### Records for the exercise
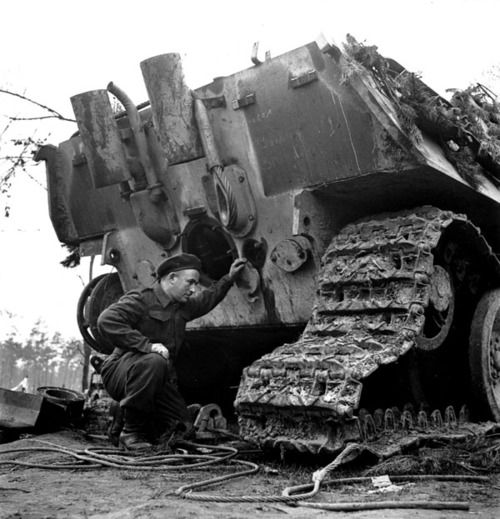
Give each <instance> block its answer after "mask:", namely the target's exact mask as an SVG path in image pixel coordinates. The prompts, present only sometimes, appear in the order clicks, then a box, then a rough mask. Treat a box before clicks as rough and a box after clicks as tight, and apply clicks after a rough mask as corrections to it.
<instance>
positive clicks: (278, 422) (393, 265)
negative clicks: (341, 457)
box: [235, 207, 500, 454]
mask: <svg viewBox="0 0 500 519" xmlns="http://www.w3.org/2000/svg"><path fill="white" fill-rule="evenodd" d="M454 222H458V223H460V224H462V225H463V226H464V227H465V228H467V232H468V233H469V234H471V236H473V237H474V240H475V242H476V245H477V248H478V250H479V253H480V255H481V256H484V257H486V259H485V261H486V264H487V265H488V266H491V267H492V268H493V269H494V270H495V272H496V275H497V277H498V276H499V272H500V270H499V266H498V261H497V260H496V257H495V256H494V255H493V253H492V251H491V248H490V247H489V246H488V245H487V243H486V241H485V240H484V238H482V237H481V235H480V233H479V230H478V229H477V228H476V227H474V226H473V225H472V224H471V223H470V222H469V221H468V220H467V219H466V217H465V216H463V215H458V214H455V213H452V212H449V211H442V210H439V209H436V208H434V207H422V208H419V209H417V210H414V211H413V212H409V211H408V212H401V213H396V214H395V215H394V214H393V215H388V216H382V217H381V218H380V219H374V220H368V221H363V222H359V223H355V224H349V225H348V226H346V227H345V228H344V229H342V230H341V231H340V233H339V234H338V235H337V236H335V238H334V239H333V240H332V242H331V244H330V246H329V247H328V249H327V251H326V253H325V254H324V256H323V258H322V268H321V270H320V272H319V275H318V283H317V286H318V292H317V297H316V301H315V305H314V308H313V313H312V317H311V319H310V321H309V322H308V324H307V326H306V329H305V330H304V332H303V334H302V336H301V337H300V339H299V340H298V341H297V342H295V343H293V344H285V345H283V346H280V347H279V348H277V349H276V350H274V351H273V352H272V353H269V354H267V355H265V356H263V357H262V358H260V359H258V360H257V361H255V362H254V363H253V364H252V365H250V366H249V367H247V368H245V370H244V373H243V377H242V380H241V383H240V386H239V390H238V394H237V397H236V401H235V407H236V410H237V413H238V416H239V417H238V420H239V427H240V434H241V435H242V437H244V438H245V439H247V440H253V441H257V442H258V443H259V444H261V445H262V446H265V447H272V448H276V447H280V448H282V449H293V450H298V451H301V452H310V453H313V454H316V453H319V452H328V453H334V452H337V451H338V450H339V449H341V448H342V447H343V445H344V444H345V443H346V441H349V440H356V439H358V438H359V423H358V419H357V418H356V417H355V416H354V414H355V411H356V410H357V408H358V407H359V402H360V397H361V390H362V385H363V383H362V381H363V379H365V378H366V377H368V376H369V375H371V374H372V373H373V372H374V371H375V370H377V368H378V367H379V366H381V365H384V364H390V363H393V362H395V361H397V359H398V358H399V357H401V356H402V355H404V354H405V353H406V352H408V351H409V350H410V349H411V348H413V347H414V346H415V342H416V339H417V337H418V336H419V334H420V333H421V332H422V329H423V325H424V321H425V310H426V308H427V306H428V304H429V297H430V292H431V285H430V279H431V275H432V273H433V270H434V256H433V252H432V251H433V249H435V247H436V246H437V245H438V242H439V240H440V238H441V236H442V234H443V232H444V230H445V229H446V228H447V227H449V226H450V224H452V223H454Z"/></svg>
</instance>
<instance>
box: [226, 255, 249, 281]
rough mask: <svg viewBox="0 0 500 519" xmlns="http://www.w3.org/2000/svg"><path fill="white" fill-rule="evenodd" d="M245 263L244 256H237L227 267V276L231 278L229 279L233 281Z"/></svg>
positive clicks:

### Work item
Copy out the data word for word, beginning at its start and stopping after the line that contains "box: [235, 207, 500, 454]". Leave any pictures out of your copy.

### Exercise output
Give each <instance> block its answer after "mask:", namely the target's exact mask as an SVG path in image pixel coordinates. The prompts, present only sometimes, appear in the order clicks, then a box, then a rough mask. Treat a box before clicks as rough and a box after clicks as tight, and apply clicks after a rough mask as corrections to it.
<instance>
positive clicks: (278, 422) (393, 265)
negative clicks: (341, 457)
box: [235, 207, 500, 454]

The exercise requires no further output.